— BEGIN EXTRACT —

Ivana Bodrožić’s latest novel, Sons, Daughters, is an astounding work of empathy and a masterful depiction of the deepest inwardness, tracing the always-shifting definitions of what we can and cannot say to one another. With three individuals at its center—a paralyzed but completely aware young woman, a transgender son, and a mother who has been irrevocably marked by the cruelties of patriarchal society—Bodrožić arranges the various storylines in a delicate and constellating balance, showing how singular truths in one’s own life can come to be mirrored in another, seemingly opposite, existence. Translated with precise lyricism by Ellen Elias-Bursać, Sons, Daughters is due out from Seven Stories Press in March, and we were proud to feature an especially moving excerpt in our Winter 2024 issue. Now, in this following interview, translator and author speak to one another about the psychological labyrinths inlaid throughout this narrative, and the writer’s role in bringing invisible consciousnesses to the forefront.
Ellen Elias-Bursać (EEB): Sons, Daughters examines the inner lives of three protagonists: Lucija, Dorian, and Lucija’s mother—all on a profoundly intimate and personal level. What was it like for you to create the dynamics of this very internal narrative, and how did the process compare to your other novels: Hotel Tito or We Trade Our Night for Someone Else’s Day?
Ivana Bodrožić (IB): I certainly spent more time researching for this novel than I did for my other works of prose. I have no personal experience with physical paralysis; I haven’t felt the sort of bodily dissonance I describe in the novel, nor can I know what it is like to be a sixty-year-old woman who was abused as a child in ways that were, at the time, socially acceptable. In order to create my characters and give them the necessary credibility and life, I spent a great deal of time reading, talking, and researching about all these things which have not been part of my own experience. But more important than research is to write from who you are—to draw on your own feelings. Indeed, I have, often, in my own life, felt paralysed, powerless to move, though only at a metaphysical level. Similarly, when I was growing up, I felt bad, wrong and uncomfortable in my body, stricken with shame and guilt that also stem from the patriarchy. And finally, there were times when I felt—and still feel—as though my life were flying before my very eyes, as if everything has already happened, as if the scars from my trauma and pain cannot be erased and I am passing them on to my children. These are authentic experiences which are crucial to my ability to write fiction, as well as to my attempts to feel my way in, empathize with, and hold deep respect for the themes I’m writing about; they matter much more than my research of facts.

— END EXTRACT —

• GOALS:
A. Decide whether each statement agrees with the interview, answering yes or no and quoting the deciding words: (i) Ellen Elias-Bursać translated Sons, Daughters; (ii) Bodrožić researched this novel less than her other prose works; (iii) Bodrožić ranks her research of facts above her own authentic experiences.
B. Extract the passage of the interview between "Ellen Elias-Bursać (EEB): Sons, Daughters" and "Someone Else’s Day?", inclusive.

— BEGIN INFORMATION GIVEN —

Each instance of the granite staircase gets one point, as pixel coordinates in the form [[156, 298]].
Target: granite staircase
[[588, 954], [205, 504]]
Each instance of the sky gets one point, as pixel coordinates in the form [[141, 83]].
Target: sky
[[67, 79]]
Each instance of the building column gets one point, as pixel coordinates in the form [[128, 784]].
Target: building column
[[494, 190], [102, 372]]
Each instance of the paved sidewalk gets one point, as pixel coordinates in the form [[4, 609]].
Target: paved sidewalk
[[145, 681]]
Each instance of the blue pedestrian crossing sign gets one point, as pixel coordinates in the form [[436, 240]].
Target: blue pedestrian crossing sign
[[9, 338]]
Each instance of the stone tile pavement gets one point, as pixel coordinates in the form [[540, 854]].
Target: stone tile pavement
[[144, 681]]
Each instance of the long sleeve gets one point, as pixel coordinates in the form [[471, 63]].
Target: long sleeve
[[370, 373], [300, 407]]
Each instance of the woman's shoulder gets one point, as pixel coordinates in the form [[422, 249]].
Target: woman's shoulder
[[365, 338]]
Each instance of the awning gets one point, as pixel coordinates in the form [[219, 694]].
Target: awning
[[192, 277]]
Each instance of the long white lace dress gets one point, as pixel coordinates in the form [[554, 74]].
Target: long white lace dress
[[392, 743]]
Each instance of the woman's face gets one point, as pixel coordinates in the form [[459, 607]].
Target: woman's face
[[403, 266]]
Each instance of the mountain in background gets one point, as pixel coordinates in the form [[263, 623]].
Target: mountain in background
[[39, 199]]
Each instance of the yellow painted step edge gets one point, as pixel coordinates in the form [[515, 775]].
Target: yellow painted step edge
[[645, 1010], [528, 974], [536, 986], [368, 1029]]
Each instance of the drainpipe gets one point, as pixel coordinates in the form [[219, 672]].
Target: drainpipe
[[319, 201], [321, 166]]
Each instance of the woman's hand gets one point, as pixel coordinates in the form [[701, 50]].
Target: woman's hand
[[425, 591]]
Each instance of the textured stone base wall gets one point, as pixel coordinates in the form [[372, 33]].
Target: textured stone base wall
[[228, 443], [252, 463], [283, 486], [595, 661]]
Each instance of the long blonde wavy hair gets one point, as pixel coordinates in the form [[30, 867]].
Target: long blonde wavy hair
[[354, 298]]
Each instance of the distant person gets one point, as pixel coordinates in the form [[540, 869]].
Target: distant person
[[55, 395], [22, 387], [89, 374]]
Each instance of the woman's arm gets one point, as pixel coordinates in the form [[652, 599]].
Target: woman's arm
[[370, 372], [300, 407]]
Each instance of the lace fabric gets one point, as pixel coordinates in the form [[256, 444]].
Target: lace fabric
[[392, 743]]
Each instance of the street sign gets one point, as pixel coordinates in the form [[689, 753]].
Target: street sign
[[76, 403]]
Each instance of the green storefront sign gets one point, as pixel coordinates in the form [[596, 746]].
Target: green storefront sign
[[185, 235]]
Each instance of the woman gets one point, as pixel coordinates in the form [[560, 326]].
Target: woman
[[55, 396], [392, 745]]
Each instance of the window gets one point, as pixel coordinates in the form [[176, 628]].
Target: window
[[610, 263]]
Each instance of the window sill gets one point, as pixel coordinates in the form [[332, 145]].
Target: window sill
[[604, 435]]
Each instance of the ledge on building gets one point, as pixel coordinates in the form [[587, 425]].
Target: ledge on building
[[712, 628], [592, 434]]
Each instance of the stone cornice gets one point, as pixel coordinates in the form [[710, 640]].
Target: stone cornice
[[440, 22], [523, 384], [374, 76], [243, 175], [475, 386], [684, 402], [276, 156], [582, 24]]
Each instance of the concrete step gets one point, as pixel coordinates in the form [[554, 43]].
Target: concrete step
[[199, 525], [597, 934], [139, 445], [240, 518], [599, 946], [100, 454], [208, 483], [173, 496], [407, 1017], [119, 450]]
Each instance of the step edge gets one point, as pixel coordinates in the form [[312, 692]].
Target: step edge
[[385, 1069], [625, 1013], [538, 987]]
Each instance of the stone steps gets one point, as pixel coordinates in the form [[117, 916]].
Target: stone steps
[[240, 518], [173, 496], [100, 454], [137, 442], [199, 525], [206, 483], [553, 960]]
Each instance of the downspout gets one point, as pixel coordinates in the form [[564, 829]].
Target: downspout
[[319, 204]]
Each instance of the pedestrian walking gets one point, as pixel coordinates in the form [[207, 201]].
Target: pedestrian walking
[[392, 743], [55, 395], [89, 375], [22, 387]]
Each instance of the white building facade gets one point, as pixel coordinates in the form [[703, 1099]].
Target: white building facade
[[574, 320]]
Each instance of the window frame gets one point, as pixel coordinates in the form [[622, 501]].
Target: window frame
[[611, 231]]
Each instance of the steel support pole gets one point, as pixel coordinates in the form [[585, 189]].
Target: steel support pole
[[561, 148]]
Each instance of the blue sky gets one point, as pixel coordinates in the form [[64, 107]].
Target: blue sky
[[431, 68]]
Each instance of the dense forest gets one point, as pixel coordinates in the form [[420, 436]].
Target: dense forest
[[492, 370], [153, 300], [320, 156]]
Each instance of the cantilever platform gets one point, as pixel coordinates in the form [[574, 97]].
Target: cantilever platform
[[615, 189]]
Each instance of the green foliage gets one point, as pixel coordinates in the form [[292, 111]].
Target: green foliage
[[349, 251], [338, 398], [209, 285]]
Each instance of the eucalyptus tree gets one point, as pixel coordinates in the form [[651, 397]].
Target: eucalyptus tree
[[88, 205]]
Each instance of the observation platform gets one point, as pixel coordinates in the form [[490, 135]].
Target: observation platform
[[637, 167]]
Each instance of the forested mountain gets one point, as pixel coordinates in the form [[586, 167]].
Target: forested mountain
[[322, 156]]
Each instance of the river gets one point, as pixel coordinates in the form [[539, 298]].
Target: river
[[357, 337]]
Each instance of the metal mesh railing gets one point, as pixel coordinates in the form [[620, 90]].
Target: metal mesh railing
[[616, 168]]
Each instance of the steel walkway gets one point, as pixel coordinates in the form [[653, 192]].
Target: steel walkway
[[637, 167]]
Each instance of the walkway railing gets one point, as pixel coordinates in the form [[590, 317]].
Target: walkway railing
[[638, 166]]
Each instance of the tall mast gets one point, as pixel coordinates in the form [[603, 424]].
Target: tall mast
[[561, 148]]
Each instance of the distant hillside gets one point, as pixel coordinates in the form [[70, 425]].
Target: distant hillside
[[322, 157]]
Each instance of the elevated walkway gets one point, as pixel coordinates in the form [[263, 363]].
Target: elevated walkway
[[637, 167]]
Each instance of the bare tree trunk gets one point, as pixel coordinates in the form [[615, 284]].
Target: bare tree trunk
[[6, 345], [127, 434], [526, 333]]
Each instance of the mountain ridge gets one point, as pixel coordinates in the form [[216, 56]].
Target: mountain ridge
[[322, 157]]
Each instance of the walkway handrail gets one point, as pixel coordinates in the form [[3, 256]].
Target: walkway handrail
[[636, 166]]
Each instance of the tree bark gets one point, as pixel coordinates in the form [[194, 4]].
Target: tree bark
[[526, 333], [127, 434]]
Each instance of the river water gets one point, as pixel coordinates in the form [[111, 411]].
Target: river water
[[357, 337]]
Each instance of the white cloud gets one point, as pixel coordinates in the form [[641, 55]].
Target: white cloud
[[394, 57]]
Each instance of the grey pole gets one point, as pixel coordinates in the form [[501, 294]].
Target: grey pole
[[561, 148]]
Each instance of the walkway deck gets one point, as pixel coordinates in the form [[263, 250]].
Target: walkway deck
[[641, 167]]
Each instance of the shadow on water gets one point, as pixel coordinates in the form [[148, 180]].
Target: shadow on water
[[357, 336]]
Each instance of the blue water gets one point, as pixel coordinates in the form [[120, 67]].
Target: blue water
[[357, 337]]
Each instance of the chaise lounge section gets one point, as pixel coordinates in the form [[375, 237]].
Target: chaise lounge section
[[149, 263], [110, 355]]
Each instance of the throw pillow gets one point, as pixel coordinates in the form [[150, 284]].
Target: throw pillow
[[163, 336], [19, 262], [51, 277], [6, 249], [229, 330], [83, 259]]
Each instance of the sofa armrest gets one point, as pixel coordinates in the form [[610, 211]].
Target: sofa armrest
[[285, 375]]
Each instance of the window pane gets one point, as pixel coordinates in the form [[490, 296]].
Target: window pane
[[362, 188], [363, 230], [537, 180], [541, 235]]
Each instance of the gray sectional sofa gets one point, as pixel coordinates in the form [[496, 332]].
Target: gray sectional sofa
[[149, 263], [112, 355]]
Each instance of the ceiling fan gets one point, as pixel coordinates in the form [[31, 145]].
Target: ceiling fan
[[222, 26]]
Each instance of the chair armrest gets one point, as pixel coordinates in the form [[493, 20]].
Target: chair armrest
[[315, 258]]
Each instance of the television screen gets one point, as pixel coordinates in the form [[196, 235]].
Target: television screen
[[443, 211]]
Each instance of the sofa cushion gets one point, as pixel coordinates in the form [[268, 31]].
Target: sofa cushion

— END INFORMATION GIVEN —

• COMPLETE ANSWERS:
A.
(i) Yes: "Translated with precise lyricism by Ellen Elias-Bursać"
(ii) No: "I certainly spent more time researching for this novel than I did for my other works of prose."
(iii) No: "they matter much more than my research of facts."

B.
Ellen Elias-Bursać (EEB): Sons, Daughters examines the inner lives of three protagonists: Lucija, Dorian, and Lucija’s mother—all on a profoundly intimate and personal level. What was it like for you to create the dynamics of this very internal narrative, and how did the process compare to your other novels: Hotel Tito or We Trade Our Night for Someone Else’s Day?